Write out, word for word, every line from the one containing "of the person" through the last line of the records below, both ends included.
┌──
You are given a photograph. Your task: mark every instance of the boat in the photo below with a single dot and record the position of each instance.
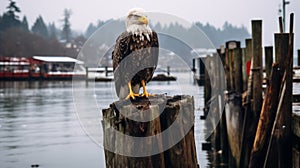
(41, 68)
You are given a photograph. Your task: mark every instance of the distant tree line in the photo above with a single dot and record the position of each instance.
(18, 40)
(218, 36)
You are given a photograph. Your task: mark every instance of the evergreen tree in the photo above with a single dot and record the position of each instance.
(39, 27)
(10, 18)
(66, 31)
(53, 31)
(13, 9)
(90, 30)
(24, 24)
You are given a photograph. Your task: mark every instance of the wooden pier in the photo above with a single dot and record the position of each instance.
(146, 118)
(260, 128)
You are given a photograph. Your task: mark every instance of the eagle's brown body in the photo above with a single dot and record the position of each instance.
(135, 58)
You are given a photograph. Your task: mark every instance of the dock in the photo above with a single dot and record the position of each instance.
(258, 126)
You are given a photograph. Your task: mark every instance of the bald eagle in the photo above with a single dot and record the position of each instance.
(135, 56)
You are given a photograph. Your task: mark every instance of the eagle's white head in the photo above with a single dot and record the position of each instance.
(137, 21)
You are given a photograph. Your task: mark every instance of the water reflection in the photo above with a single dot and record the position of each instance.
(38, 123)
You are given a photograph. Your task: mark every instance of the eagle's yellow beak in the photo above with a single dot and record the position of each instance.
(144, 20)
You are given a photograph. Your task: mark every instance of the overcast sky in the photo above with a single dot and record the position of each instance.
(216, 12)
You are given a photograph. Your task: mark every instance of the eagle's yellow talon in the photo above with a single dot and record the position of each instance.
(131, 94)
(145, 93)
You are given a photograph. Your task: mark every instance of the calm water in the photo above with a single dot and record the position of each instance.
(39, 121)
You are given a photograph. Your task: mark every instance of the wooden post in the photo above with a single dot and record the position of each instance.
(268, 60)
(266, 119)
(119, 119)
(254, 92)
(298, 57)
(283, 136)
(238, 75)
(227, 68)
(231, 69)
(257, 66)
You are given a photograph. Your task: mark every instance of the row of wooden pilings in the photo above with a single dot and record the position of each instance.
(255, 128)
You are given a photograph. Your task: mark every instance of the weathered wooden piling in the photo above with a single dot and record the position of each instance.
(155, 117)
(266, 120)
(268, 60)
(248, 57)
(276, 113)
(238, 75)
(298, 57)
(257, 66)
(253, 101)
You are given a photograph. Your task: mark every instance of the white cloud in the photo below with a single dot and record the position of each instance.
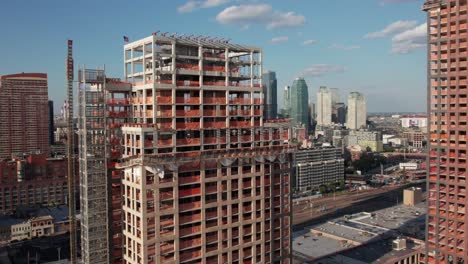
(309, 42)
(318, 70)
(244, 14)
(344, 47)
(289, 19)
(398, 1)
(248, 14)
(394, 28)
(214, 3)
(188, 7)
(410, 40)
(193, 5)
(279, 40)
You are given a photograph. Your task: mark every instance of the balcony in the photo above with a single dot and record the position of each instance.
(211, 189)
(214, 68)
(118, 101)
(219, 124)
(188, 141)
(189, 192)
(164, 126)
(190, 206)
(188, 83)
(164, 100)
(187, 125)
(214, 100)
(189, 180)
(189, 219)
(209, 140)
(188, 113)
(165, 142)
(240, 101)
(214, 83)
(189, 231)
(191, 67)
(187, 100)
(239, 124)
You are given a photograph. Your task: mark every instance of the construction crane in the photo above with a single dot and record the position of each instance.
(71, 155)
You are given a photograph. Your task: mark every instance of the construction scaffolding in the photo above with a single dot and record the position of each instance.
(93, 171)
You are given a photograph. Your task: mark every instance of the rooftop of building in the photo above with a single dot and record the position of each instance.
(359, 229)
(376, 252)
(58, 213)
(204, 41)
(24, 75)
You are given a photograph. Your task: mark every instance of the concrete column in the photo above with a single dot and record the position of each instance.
(200, 65)
(251, 68)
(227, 69)
(174, 66)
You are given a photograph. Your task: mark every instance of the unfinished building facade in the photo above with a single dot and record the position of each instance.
(205, 180)
(24, 114)
(104, 106)
(447, 222)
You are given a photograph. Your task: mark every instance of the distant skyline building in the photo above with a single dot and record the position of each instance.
(324, 106)
(336, 97)
(270, 93)
(312, 113)
(286, 110)
(340, 113)
(300, 102)
(317, 166)
(357, 111)
(24, 114)
(447, 220)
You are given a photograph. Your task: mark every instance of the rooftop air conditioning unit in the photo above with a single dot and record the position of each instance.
(399, 244)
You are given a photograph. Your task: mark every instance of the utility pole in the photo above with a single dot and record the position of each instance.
(71, 155)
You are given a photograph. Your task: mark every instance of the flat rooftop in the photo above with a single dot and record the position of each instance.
(360, 229)
(376, 252)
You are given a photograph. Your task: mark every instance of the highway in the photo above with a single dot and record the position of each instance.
(322, 209)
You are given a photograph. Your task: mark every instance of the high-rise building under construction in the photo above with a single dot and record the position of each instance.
(24, 114)
(206, 178)
(447, 221)
(104, 106)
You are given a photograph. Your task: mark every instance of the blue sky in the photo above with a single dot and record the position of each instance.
(372, 46)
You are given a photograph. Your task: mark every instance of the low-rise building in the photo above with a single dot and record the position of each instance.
(31, 223)
(412, 196)
(413, 121)
(32, 179)
(317, 166)
(415, 138)
(366, 139)
(408, 165)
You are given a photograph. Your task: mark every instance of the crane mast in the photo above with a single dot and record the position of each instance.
(71, 155)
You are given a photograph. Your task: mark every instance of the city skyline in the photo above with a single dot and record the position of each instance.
(345, 59)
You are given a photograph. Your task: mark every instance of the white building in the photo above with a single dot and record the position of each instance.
(413, 121)
(324, 106)
(357, 111)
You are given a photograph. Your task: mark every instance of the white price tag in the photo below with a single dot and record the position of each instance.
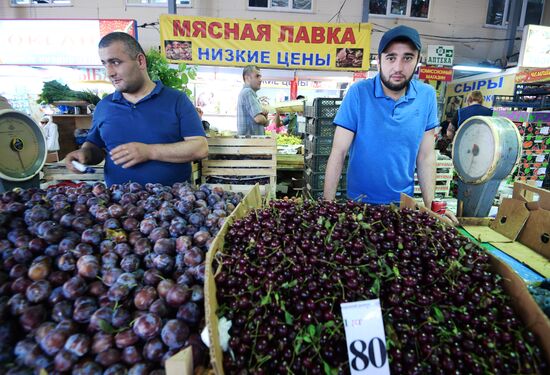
(365, 337)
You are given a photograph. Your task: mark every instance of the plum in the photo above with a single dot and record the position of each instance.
(174, 333)
(38, 291)
(147, 326)
(78, 344)
(178, 295)
(126, 338)
(144, 297)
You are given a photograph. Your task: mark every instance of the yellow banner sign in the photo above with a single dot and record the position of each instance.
(273, 44)
(527, 75)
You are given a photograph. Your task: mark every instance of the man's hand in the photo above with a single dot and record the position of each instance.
(77, 155)
(130, 154)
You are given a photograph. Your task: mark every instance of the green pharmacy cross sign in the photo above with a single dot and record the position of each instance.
(440, 55)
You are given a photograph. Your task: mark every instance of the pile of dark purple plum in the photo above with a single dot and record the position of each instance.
(286, 269)
(97, 280)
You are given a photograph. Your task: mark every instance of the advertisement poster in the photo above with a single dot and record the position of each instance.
(55, 41)
(457, 92)
(273, 44)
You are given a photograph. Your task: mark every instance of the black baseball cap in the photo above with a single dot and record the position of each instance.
(400, 32)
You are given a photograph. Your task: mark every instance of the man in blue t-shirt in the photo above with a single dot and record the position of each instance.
(146, 132)
(387, 124)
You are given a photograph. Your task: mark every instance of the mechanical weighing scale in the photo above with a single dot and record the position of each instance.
(22, 151)
(485, 151)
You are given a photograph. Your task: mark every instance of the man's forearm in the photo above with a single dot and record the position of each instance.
(180, 152)
(333, 172)
(425, 168)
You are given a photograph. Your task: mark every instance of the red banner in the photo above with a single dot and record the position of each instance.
(435, 74)
(533, 75)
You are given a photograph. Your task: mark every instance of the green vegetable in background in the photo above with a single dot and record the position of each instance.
(285, 139)
(53, 91)
(160, 70)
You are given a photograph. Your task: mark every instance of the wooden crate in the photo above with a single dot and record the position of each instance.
(59, 172)
(250, 158)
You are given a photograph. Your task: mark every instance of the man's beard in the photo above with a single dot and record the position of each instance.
(394, 86)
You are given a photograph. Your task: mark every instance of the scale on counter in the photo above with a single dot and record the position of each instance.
(22, 151)
(485, 151)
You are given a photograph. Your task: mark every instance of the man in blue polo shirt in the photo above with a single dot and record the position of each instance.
(146, 132)
(387, 124)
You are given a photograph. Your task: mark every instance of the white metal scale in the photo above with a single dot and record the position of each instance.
(22, 150)
(485, 151)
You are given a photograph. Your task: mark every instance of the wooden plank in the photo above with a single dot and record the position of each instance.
(226, 150)
(267, 142)
(241, 188)
(238, 172)
(239, 163)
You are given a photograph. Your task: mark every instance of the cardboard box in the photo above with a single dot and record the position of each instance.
(527, 309)
(521, 228)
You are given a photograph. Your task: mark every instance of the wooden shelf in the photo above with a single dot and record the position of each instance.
(66, 125)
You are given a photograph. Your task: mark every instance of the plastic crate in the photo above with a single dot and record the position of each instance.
(318, 163)
(323, 108)
(318, 145)
(322, 127)
(318, 194)
(316, 180)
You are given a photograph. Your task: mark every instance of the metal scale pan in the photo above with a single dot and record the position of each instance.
(485, 151)
(22, 150)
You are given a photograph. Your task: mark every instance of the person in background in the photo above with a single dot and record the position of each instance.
(4, 104)
(445, 137)
(291, 120)
(474, 107)
(251, 116)
(49, 128)
(146, 132)
(205, 124)
(387, 123)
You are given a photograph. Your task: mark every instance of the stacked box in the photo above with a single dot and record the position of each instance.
(444, 173)
(318, 144)
(237, 163)
(534, 128)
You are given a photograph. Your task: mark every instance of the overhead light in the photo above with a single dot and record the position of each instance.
(483, 69)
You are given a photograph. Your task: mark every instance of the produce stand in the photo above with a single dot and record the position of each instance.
(522, 302)
(59, 172)
(237, 163)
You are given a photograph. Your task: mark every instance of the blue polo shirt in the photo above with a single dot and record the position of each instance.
(388, 133)
(164, 116)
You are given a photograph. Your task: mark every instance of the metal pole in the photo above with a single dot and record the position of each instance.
(515, 13)
(366, 11)
(172, 7)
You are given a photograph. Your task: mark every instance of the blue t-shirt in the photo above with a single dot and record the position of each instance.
(388, 133)
(164, 116)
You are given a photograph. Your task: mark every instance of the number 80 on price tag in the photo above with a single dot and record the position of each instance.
(365, 337)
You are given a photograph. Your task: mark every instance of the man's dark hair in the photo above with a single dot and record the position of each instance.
(131, 45)
(249, 69)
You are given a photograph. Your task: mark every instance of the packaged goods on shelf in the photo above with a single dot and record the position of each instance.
(323, 108)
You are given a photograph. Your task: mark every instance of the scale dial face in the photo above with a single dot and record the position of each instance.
(22, 146)
(474, 151)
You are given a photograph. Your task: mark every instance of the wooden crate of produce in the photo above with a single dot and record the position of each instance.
(59, 172)
(237, 163)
└──
__Solution for this exercise__.
You are given a photograph. Your task: mark every instance of the person in background in the photo above with a single dot and record the position of each instance.
(4, 104)
(445, 137)
(291, 120)
(474, 107)
(251, 116)
(49, 128)
(146, 132)
(205, 124)
(387, 123)
You are given a photograph. Your task: mark every instance of the stacked box in the photo above with a single dot and record the position of each instance.
(444, 173)
(318, 144)
(237, 163)
(534, 128)
You are given a photograph. Your task: mark every instance of the overhead light in the photo above with a single dot and record the position of each instance.
(483, 69)
You are given a photograph. Your task: mark every instance of the produce stand in the photo above with a single dot and record the position of each instance.
(522, 302)
(59, 172)
(237, 163)
You are given a photograph. Your task: mark every instance of the blue polo shirt in the photo above with a single dot and record the position of each instance.
(388, 133)
(164, 116)
You are given a photograph. Your task: mark every instance of the metal pole in the photo above with a single dot and record the position of each instance.
(515, 13)
(366, 11)
(172, 7)
You are given a photograph. Your task: mark every instance of the blue t-shirt in the photo above with a single dot and record the position of each instance.
(388, 133)
(164, 116)
You are given a photograph. Your task: mark every instance of the number 80 on price tag in the photo above with a single dot and record the position of each instance.
(365, 337)
You are given a photograph. Your task: mark every instance of the man's dark hair in the photo above with a single dot and record the position of each instance.
(131, 45)
(249, 69)
You are given a photograph. Your task: mark every instance of the packaged goods on shelf in the photo above with a single dot and record the position of each instance.
(323, 108)
You are given a photograph. Your task: mark every instance of the scale dial face in the photo above with a single dot and record the position of each instance.
(22, 146)
(474, 151)
You are given a photograph. Your task: mark every instance of the wooden crate of produce in the photo above with a single dot and record the position of each instance.
(59, 172)
(237, 163)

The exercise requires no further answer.